**Task goal:**
Each record must be returned exactly, apart from the pictures, which stay out.

**Data for this task:**
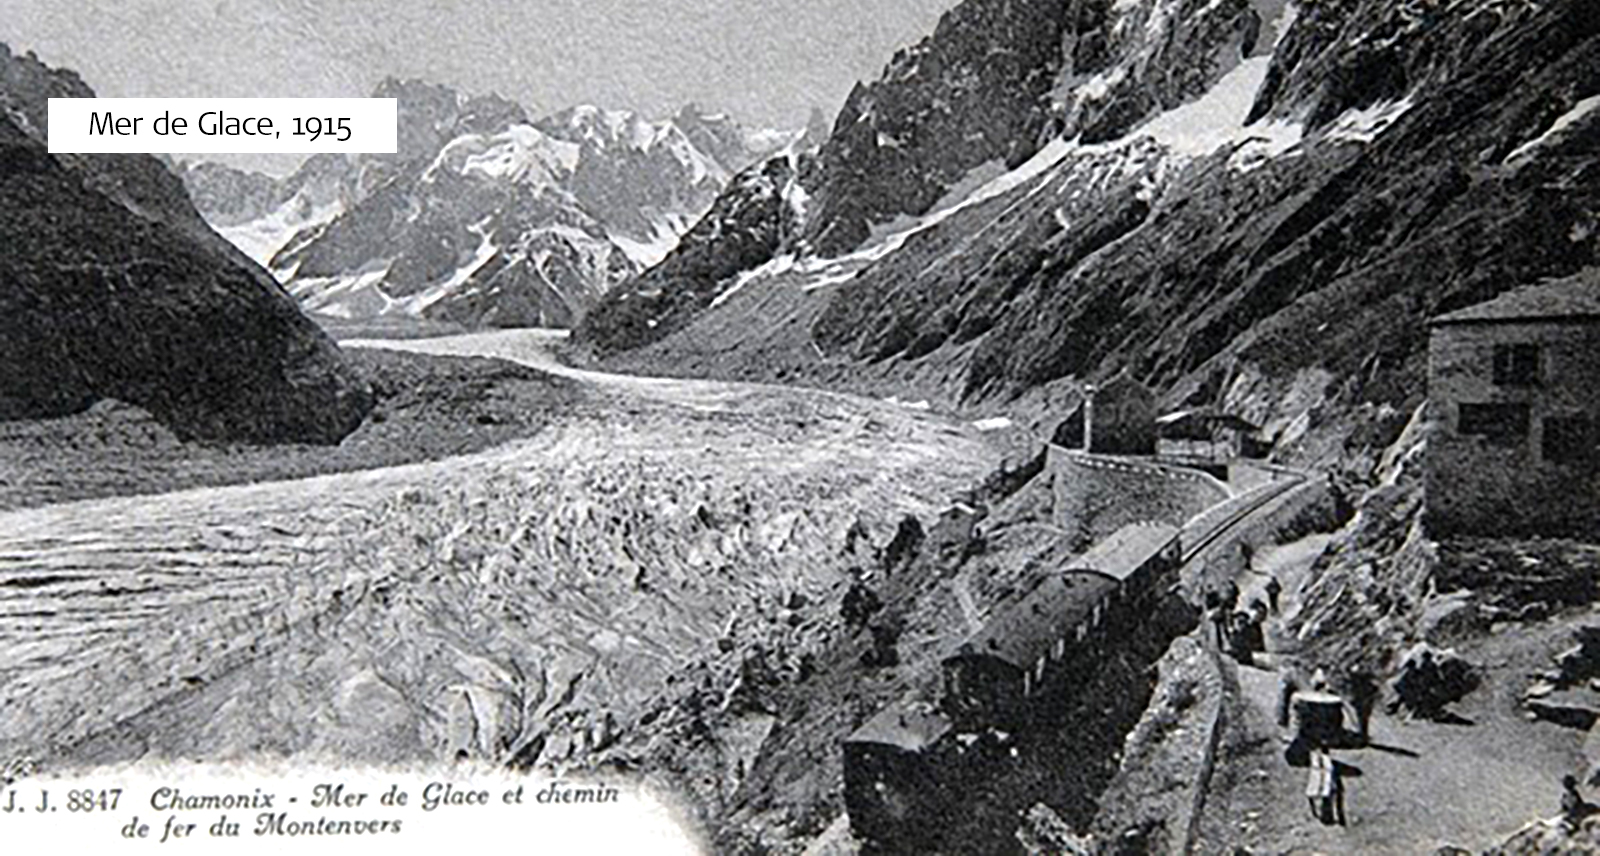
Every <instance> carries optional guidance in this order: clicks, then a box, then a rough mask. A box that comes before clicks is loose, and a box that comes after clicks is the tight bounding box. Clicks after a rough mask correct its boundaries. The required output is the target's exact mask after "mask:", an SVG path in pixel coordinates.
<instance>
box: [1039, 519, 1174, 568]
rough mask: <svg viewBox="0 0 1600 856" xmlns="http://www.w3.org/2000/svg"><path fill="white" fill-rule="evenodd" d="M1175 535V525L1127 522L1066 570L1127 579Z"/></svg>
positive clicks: (1072, 560) (1157, 552)
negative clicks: (1125, 523)
mask: <svg viewBox="0 0 1600 856" xmlns="http://www.w3.org/2000/svg"><path fill="white" fill-rule="evenodd" d="M1176 534H1178V526H1168V525H1166V523H1130V525H1126V526H1123V528H1120V530H1117V531H1115V533H1112V534H1110V538H1106V539H1104V541H1101V542H1099V544H1094V546H1093V547H1090V550H1088V552H1085V554H1083V555H1080V557H1078V558H1075V560H1072V562H1070V563H1069V565H1067V570H1069V571H1094V573H1102V574H1106V576H1109V578H1112V579H1128V576H1130V574H1131V573H1133V571H1134V570H1138V568H1139V566H1141V565H1144V563H1146V562H1149V558H1150V557H1154V555H1155V554H1158V552H1162V547H1165V546H1166V544H1168V542H1170V541H1171V539H1173V538H1174V536H1176Z"/></svg>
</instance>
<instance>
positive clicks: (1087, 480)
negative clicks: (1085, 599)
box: [1046, 446, 1229, 542]
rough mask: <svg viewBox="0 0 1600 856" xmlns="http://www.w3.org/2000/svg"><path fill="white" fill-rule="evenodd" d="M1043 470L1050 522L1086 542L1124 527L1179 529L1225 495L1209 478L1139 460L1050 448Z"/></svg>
mask: <svg viewBox="0 0 1600 856" xmlns="http://www.w3.org/2000/svg"><path fill="white" fill-rule="evenodd" d="M1046 467H1048V469H1050V472H1051V486H1053V491H1054V522H1053V523H1054V525H1056V526H1061V528H1062V530H1066V531H1067V533H1072V534H1074V536H1075V538H1080V539H1083V541H1085V542H1093V541H1099V539H1102V538H1106V536H1109V534H1112V533H1115V531H1117V530H1120V528H1123V526H1126V525H1128V523H1142V522H1158V523H1171V525H1174V526H1181V525H1182V523H1184V522H1186V520H1189V518H1190V517H1194V515H1195V514H1200V512H1202V510H1205V509H1208V507H1210V506H1214V504H1216V502H1221V501H1222V499H1227V496H1229V493H1227V488H1224V486H1222V483H1221V482H1218V480H1216V478H1211V477H1210V475H1205V474H1202V472H1197V470H1186V469H1181V467H1163V466H1157V464H1149V462H1146V461H1138V459H1117V458H1106V456H1093V454H1082V453H1074V451H1069V450H1062V448H1056V446H1051V450H1050V461H1048V462H1046Z"/></svg>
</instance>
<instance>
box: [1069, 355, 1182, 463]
mask: <svg viewBox="0 0 1600 856" xmlns="http://www.w3.org/2000/svg"><path fill="white" fill-rule="evenodd" d="M1157 413H1158V410H1157V397H1155V392H1152V390H1150V387H1147V386H1144V384H1141V382H1139V381H1134V379H1133V378H1130V376H1128V374H1126V373H1122V374H1118V376H1115V378H1112V379H1110V381H1107V382H1104V384H1101V386H1091V387H1085V397H1083V402H1082V403H1080V405H1078V406H1077V408H1075V410H1074V411H1072V413H1070V414H1069V416H1067V418H1066V421H1062V422H1061V426H1058V427H1056V434H1054V442H1056V443H1058V445H1062V446H1067V448H1080V450H1085V451H1091V453H1099V454H1154V453H1155V416H1157Z"/></svg>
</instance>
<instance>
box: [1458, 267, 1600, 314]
mask: <svg viewBox="0 0 1600 856" xmlns="http://www.w3.org/2000/svg"><path fill="white" fill-rule="evenodd" d="M1531 320H1565V322H1574V320H1600V269H1597V267H1590V269H1587V270H1582V272H1579V274H1576V275H1571V277H1566V278H1562V280H1552V282H1546V283H1539V285H1525V286H1522V288H1514V290H1510V291H1506V293H1502V294H1501V296H1498V298H1494V299H1493V301H1485V302H1480V304H1475V306H1469V307H1466V309H1458V310H1456V312H1450V314H1445V315H1438V317H1437V318H1434V320H1432V323H1434V325H1454V323H1494V322H1531Z"/></svg>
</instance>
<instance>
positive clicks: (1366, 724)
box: [1350, 666, 1382, 744]
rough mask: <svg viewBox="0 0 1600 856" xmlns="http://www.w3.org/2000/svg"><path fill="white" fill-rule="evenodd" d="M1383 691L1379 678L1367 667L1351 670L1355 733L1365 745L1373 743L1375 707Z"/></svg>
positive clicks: (1350, 706)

**Solved exercise:**
Every <instance> carries optional guidance in this order: clicks, then a box, then a rough mask. A box that comes before clicks is loose, and a box that comes after clicks is the tight bounding box. Clicks after a rough mask correct its boundaries. The required output is the target's exact mask after "mask:", an SVG path in pixel coordinates.
<instance>
box: [1039, 519, 1174, 568]
rough mask: <svg viewBox="0 0 1600 856" xmlns="http://www.w3.org/2000/svg"><path fill="white" fill-rule="evenodd" d="M1175 535V525L1127 522L1066 570L1127 579Z"/></svg>
positive clicks: (1072, 560) (1157, 552)
negative clicks: (1125, 523)
mask: <svg viewBox="0 0 1600 856" xmlns="http://www.w3.org/2000/svg"><path fill="white" fill-rule="evenodd" d="M1176 534H1178V526H1168V525H1166V523H1130V525H1126V526H1123V528H1120V530H1117V531H1115V533H1112V534H1110V538H1106V539H1104V541H1101V542H1099V544H1094V546H1093V547H1090V550H1088V552H1085V554H1083V555H1080V557H1078V558H1075V560H1072V562H1070V563H1069V565H1067V570H1069V571H1094V573H1102V574H1106V576H1109V578H1112V579H1128V576H1130V574H1131V573H1133V571H1134V570H1138V568H1139V566H1141V565H1144V563H1146V562H1149V558H1150V557H1154V555H1155V554H1158V552H1162V547H1165V546H1166V544H1168V542H1170V541H1171V539H1173V538H1174V536H1176Z"/></svg>
</instance>
<instance>
positive clicks: (1087, 480)
negative clicks: (1085, 599)
box: [1046, 446, 1229, 542]
rough mask: <svg viewBox="0 0 1600 856" xmlns="http://www.w3.org/2000/svg"><path fill="white" fill-rule="evenodd" d="M1043 470L1050 522L1086 542L1124 527L1179 529L1225 495L1209 478L1139 460L1050 448Z"/></svg>
mask: <svg viewBox="0 0 1600 856" xmlns="http://www.w3.org/2000/svg"><path fill="white" fill-rule="evenodd" d="M1046 467H1048V469H1050V472H1051V486H1053V491H1054V522H1053V523H1054V525H1056V526H1061V528H1062V530H1066V531H1067V533H1072V534H1074V536H1075V538H1080V539H1083V541H1085V542H1093V541H1099V539H1102V538H1106V536H1109V534H1112V533H1115V531H1117V530H1120V528H1123V526H1126V525H1128V523H1142V522H1158V523H1171V525H1174V526H1181V525H1182V523H1184V522H1186V520H1189V518H1190V517H1194V515H1195V514H1200V512H1202V510H1205V509H1208V507H1210V506H1214V504H1216V502H1221V501H1222V499H1227V496H1229V493H1227V488H1224V486H1222V483H1221V482H1218V480H1216V478H1211V477H1210V475H1205V474H1202V472H1197V470H1186V469H1181V467H1163V466H1157V464H1149V462H1146V461H1138V459H1117V458H1106V456H1093V454H1082V453H1074V451H1069V450H1062V448H1056V446H1051V450H1050V461H1048V462H1046Z"/></svg>
</instance>
<instance>
box: [1069, 355, 1182, 463]
mask: <svg viewBox="0 0 1600 856" xmlns="http://www.w3.org/2000/svg"><path fill="white" fill-rule="evenodd" d="M1157 413H1158V410H1157V397H1155V392H1152V390H1150V387H1147V386H1144V384H1141V382H1139V381H1134V379H1133V378H1130V376H1128V374H1126V373H1122V374H1118V376H1115V378H1112V379H1110V381H1107V382H1104V384H1101V386H1091V387H1085V397H1083V402H1082V403H1080V405H1078V406H1077V408H1075V410H1074V411H1072V413H1070V414H1069V416H1067V418H1066V421H1062V422H1061V426H1058V427H1056V434H1054V442H1056V443H1058V445H1062V446H1067V448H1080V450H1085V451H1091V453H1099V454H1154V453H1155V416H1157Z"/></svg>
</instance>
<instance>
box: [1458, 267, 1600, 314]
mask: <svg viewBox="0 0 1600 856" xmlns="http://www.w3.org/2000/svg"><path fill="white" fill-rule="evenodd" d="M1531 320H1565V322H1574V320H1600V269H1597V267H1590V269H1587V270H1582V272H1579V274H1576V275H1571V277H1566V278H1562V280H1552V282H1546V283H1539V285H1525V286H1522V288H1514V290H1510V291H1506V293H1502V294H1501V296H1498V298H1494V299H1493V301H1485V302H1480V304H1475V306H1469V307H1466V309H1458V310H1456V312H1450V314H1445V315H1438V317H1437V318H1434V320H1432V323H1434V325H1454V323H1494V322H1531Z"/></svg>
</instance>
<instance>
positive clicks: (1366, 724)
box: [1350, 666, 1382, 744]
rough mask: <svg viewBox="0 0 1600 856" xmlns="http://www.w3.org/2000/svg"><path fill="white" fill-rule="evenodd" d="M1383 691L1379 678L1367 667L1351 670L1355 733L1365 745L1373 743L1375 707Z"/></svg>
positive clicks: (1350, 706)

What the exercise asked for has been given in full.